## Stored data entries

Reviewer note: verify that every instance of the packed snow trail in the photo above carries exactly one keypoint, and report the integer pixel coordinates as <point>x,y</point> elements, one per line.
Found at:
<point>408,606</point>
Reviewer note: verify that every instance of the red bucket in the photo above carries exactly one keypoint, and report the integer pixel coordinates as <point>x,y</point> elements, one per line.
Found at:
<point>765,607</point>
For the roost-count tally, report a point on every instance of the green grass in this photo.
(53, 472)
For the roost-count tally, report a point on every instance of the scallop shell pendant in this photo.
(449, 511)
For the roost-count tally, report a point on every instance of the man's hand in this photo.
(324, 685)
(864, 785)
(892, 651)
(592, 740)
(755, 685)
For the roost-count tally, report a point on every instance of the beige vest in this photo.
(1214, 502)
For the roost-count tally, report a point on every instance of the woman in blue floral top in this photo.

## Your goal
Looking at the records above, how many lines have the word "pixel" in them? State the number only.

## Solution to this exercise
2